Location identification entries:
- - - -
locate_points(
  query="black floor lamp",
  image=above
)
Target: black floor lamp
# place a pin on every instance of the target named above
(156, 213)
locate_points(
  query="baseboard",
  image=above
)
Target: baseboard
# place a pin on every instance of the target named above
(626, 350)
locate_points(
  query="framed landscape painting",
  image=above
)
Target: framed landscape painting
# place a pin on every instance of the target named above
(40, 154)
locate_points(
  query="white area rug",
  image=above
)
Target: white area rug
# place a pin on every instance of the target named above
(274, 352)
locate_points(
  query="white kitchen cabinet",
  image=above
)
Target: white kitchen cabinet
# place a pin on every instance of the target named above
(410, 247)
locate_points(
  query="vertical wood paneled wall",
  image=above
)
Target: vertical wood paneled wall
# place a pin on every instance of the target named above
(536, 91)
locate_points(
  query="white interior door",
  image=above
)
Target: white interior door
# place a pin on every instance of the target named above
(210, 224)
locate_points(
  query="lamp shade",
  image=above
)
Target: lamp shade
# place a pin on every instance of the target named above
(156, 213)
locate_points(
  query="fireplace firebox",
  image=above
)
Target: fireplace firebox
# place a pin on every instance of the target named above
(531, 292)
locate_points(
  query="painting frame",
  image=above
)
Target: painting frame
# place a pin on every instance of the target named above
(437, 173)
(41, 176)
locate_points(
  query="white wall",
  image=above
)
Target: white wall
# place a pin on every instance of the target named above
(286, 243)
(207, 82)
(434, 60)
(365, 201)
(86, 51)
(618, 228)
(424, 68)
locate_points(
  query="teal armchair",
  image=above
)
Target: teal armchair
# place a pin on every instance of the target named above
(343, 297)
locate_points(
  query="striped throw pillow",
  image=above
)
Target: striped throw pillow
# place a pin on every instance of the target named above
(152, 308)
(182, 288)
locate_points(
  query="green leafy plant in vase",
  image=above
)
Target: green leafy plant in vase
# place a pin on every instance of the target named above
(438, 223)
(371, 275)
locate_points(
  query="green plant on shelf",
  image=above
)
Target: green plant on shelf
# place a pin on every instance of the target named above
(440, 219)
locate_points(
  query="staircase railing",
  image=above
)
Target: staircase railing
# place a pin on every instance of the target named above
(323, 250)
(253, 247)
- - - -
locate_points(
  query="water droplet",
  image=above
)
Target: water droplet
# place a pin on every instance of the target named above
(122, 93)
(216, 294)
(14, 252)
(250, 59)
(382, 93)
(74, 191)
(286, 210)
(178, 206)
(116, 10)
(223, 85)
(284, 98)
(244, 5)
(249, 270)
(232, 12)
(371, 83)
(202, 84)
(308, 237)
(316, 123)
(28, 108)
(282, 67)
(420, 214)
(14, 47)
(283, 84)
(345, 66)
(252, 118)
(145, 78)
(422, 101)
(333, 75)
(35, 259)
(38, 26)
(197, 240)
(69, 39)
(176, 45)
- - - -
#### Exercise requirements:
Which lines in the rows above contain the word "pillow"? Pick them out and copy each one in full.

#### Exercise output:
  query="striped throw pillow",
Target: striped throw pillow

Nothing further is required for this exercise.